# Objective:
Retype every line of the material below word for word, without changing anything.

# Provided material:
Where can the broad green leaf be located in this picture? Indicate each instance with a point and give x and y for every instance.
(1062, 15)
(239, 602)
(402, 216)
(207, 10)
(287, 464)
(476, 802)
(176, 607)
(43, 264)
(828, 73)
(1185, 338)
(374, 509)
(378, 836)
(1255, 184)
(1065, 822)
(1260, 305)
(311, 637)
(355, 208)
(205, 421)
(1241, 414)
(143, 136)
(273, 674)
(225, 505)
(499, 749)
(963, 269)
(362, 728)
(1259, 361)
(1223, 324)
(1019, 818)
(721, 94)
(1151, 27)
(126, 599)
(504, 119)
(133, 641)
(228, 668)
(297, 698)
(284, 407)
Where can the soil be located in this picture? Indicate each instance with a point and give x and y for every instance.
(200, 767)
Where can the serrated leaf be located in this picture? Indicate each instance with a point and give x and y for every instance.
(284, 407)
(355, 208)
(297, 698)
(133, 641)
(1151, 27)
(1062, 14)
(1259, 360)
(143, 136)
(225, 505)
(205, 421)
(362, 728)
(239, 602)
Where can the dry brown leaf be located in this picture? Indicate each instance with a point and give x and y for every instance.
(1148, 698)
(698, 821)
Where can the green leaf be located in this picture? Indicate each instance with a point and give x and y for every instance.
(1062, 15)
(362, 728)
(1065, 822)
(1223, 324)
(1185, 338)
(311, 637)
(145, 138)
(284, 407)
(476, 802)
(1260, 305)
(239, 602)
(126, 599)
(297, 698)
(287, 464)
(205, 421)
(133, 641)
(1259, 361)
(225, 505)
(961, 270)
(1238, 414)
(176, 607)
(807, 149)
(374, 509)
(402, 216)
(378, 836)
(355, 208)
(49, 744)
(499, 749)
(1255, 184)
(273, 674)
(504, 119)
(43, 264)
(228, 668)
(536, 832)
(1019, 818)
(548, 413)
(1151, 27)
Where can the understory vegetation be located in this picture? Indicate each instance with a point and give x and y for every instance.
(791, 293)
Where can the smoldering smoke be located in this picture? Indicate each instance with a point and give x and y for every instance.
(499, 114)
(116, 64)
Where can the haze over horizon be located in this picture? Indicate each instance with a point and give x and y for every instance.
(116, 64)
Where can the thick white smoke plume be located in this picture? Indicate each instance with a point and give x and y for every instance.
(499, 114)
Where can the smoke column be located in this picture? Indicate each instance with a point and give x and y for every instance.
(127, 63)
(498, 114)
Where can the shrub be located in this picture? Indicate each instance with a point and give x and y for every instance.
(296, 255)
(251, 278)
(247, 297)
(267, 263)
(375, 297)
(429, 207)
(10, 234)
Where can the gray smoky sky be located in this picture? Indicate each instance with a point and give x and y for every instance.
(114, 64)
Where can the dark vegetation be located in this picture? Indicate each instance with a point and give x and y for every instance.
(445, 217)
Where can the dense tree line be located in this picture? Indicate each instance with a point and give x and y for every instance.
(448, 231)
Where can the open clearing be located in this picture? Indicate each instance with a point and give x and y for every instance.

# Output below:
Where can the broad green leaf be located in this picture? Indicate each instance with a point and give x and y for every instance.
(1062, 15)
(239, 602)
(402, 216)
(207, 10)
(287, 464)
(476, 802)
(176, 607)
(43, 264)
(828, 73)
(1185, 338)
(374, 509)
(378, 836)
(1255, 184)
(1065, 822)
(1260, 305)
(311, 637)
(355, 208)
(205, 421)
(1241, 414)
(143, 136)
(273, 674)
(225, 505)
(499, 749)
(963, 269)
(362, 728)
(1259, 361)
(1223, 324)
(1019, 818)
(721, 94)
(1151, 27)
(126, 599)
(504, 119)
(133, 641)
(228, 668)
(297, 698)
(284, 407)
Where can the soil be located in this picture? Indicate each instance with a point and give x and y for every instance.
(200, 767)
Where can the serrated leaf be located in this picture? Indicate each instance with a point and give x and y for every instance.
(284, 407)
(355, 208)
(297, 698)
(133, 641)
(1151, 27)
(1062, 14)
(1259, 360)
(143, 136)
(225, 505)
(205, 421)
(362, 728)
(239, 602)
Where can the dry brown leaf be located in this picture? Indicate each instance with a point and give x and y for every instance.
(1148, 698)
(698, 821)
Where can the green leaf be located in this picture? Indicate each instance with a point and give x and y for every instance.
(1062, 15)
(362, 728)
(1065, 822)
(1223, 324)
(1185, 338)
(311, 637)
(145, 138)
(284, 407)
(476, 802)
(1260, 305)
(239, 602)
(126, 599)
(297, 698)
(287, 464)
(205, 421)
(133, 641)
(1259, 361)
(225, 505)
(961, 270)
(1238, 414)
(176, 607)
(807, 149)
(374, 509)
(402, 216)
(378, 836)
(355, 208)
(49, 744)
(499, 749)
(1255, 184)
(273, 674)
(504, 119)
(43, 264)
(228, 668)
(536, 832)
(1019, 818)
(548, 413)
(1151, 27)
Where can the understory vegetation be located in this picture? Indicate each instance with a point and give x and y for every instance.
(791, 293)
Where can the smoldering smoke be located in this picture? Indicate each instance with a point and give x and y for every instance.
(499, 114)
(116, 64)
Where can the haze over horizon be located in this picture? Indicate each instance with a point and give x and y for every instance.
(116, 64)
Where can the thick white smoke plume be located in this picture? Indicate each instance with a point and give x and y for every instance.
(499, 114)
Where can the smoke column be located in this picture? Indicate each instance with a point and give x and y for every instance.
(127, 63)
(498, 114)
Where can the shrub be located in this picture? Indicate each instance with a point and give x and y for every instance.
(296, 255)
(251, 278)
(247, 297)
(267, 263)
(375, 297)
(429, 207)
(10, 234)
Where can the gray smoky sky be located in this picture? Indicate each instance with a point and give x and y for every instance.
(114, 64)
Where can the dark vegetation be located in this picture? Indicate each instance with a point and give x and y for every instance.
(445, 217)
Where can the dense tree line be located in this picture? Indicate each instance with a point and give x and y for every instance.
(448, 231)
Where can the open clearing be located in this picture? Indicate each instance with a point and give x and y for every instance.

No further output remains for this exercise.